## AVAILABLE DATA:

[BEGIN]

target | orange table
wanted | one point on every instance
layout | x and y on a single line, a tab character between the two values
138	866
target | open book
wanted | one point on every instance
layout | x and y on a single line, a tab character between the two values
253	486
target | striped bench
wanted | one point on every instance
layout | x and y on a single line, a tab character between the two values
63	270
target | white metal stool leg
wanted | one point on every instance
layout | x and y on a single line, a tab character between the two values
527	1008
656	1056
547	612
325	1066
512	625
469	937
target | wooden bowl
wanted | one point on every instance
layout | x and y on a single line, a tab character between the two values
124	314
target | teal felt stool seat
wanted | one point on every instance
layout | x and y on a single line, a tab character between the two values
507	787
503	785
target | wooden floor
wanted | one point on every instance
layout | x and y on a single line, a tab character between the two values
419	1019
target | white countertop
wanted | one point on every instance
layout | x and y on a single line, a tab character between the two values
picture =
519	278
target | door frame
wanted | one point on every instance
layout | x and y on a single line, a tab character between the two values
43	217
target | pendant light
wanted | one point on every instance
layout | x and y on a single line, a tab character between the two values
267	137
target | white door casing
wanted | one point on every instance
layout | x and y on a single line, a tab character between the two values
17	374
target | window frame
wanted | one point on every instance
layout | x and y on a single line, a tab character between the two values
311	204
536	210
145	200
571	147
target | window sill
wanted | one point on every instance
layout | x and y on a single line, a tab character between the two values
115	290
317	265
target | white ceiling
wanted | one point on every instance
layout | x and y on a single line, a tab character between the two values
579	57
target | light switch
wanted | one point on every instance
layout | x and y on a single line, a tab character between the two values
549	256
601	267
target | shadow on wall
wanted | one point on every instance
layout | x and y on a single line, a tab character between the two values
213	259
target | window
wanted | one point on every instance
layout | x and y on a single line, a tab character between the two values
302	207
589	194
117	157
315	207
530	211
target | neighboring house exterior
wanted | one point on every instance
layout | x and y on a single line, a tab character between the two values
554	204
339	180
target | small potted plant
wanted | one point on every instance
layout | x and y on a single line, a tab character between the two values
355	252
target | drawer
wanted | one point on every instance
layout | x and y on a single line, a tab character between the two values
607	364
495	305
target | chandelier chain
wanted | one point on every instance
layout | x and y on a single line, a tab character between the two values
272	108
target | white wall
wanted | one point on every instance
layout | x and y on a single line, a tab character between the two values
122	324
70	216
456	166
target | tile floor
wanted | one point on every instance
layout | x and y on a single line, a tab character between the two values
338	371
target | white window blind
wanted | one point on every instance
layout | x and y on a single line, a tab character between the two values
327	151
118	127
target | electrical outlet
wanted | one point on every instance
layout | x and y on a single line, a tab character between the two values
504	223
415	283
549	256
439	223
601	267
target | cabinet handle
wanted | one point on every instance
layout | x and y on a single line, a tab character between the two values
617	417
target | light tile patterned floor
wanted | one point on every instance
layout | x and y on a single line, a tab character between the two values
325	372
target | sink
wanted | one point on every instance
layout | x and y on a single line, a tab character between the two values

[END]

## SET EXERCISE:
Print the listing above in its entirety, with every line exact.

## TASK OUTPUT:
target | orange table
wanted | one point on every instance
layout | x and y on a single line, a tab character between the two values
138	866
target | open book
wanted | one point on every instance
layout | x and y on a single line, a tab character between the two values
253	486
target | striped bench
wanted | one point on every instance
layout | x and y on a single line, a tab character between the two values
63	270
target | white metal stool leg
wanted | one point on every instance
layout | x and y on a single line, a tab character between the two values
527	1008
656	1056
547	612
325	1066
512	625
469	937
target | wooden bowl
wanted | one point on every instance
layout | x and y on a single line, a tab character between the two values
124	314
target | teal felt stool seat
wanted | one point on every instance
layout | x and y on a single line, a tab character between the two values
507	787
503	785
target | wooden floor
wanted | one point on every instance
layout | x and y on a single line, a tab character between the two values
419	1019
target | white countertop
wanted | one point on every instance
layout | x and y on a single line, a tab character between the two values
picture =
519	278
target | door frame
wanted | one point on every instance
layout | x and y on a single line, a tab character between the two values
43	217
target | pendant light
wanted | one point on every instance
layout | x and y on a single line, a tab character between the two values
267	137
target | white door casing
wanted | one point on every instance
layout | x and y on a single line, a tab character between the two values
17	374
target | window frame
wanted | one point on every instance
layout | x and y on a single line, a tab character between the two values
311	204
536	210
145	200
571	147
target | window sill
wanted | one point on every instance
layout | x and y on a single line, a tab character between the two values
115	290
317	265
target | white ceiling
wanted | one point on every instance
layout | x and y on a single line, a tab character between the two values
579	57
target | light switch
wanted | one point on every instance
layout | x and y on a single line, a tab character between the two values
549	256
601	267
target | shadow on wall
wanted | one point on every instance
layout | x and y on a single line, a tab character between the two values
213	259
target | window
wanted | one point on every instance
layout | x and y on a single line, a tab character between the two values
302	207
589	194
117	157
315	207
530	211
target | neighboring house exterior
wanted | one point on every instance
layout | x and y on a single line, a tab character between the two values
554	204
339	180
target | small potted plant
wanted | one point on every instance
layout | x and y on a single line, a tab character between the two values
355	252
target | drawer
wanted | one point on every instance
layout | x and y on a single line, a tab character between the two values
607	364
495	305
target | chandelier chain
wanted | one point on every instance
layout | x and y on a single line, a tab character between the two values
272	108
target | white wall
wanted | one point on every instance
layout | x and y on a single line, a tab character between the two values
122	324
70	216
456	166
target | tile floor
wanted | one point on every instance
layout | x and y on a single line, a tab character between the two values
338	371
target | white window blind
wanted | one point on every instance
layout | x and y on a single line, a tab character between the two values
327	151
118	127
target | electrical outlet
wanted | one point on every instance
layout | x and y on a single line, a tab character between the two values
504	223
415	283
549	256
439	223
601	267
target | cabinet handle
wanted | one point on every instance
layout | x and y on a single line, a tab character between the two values
617	417
target | light tile patterned floor
wanted | one point on every instance
layout | x and y on a single line, a tab character between the two values
325	372
target | sink
wanted | one point on every instance
layout | x and y on a single line, a tab character between the two values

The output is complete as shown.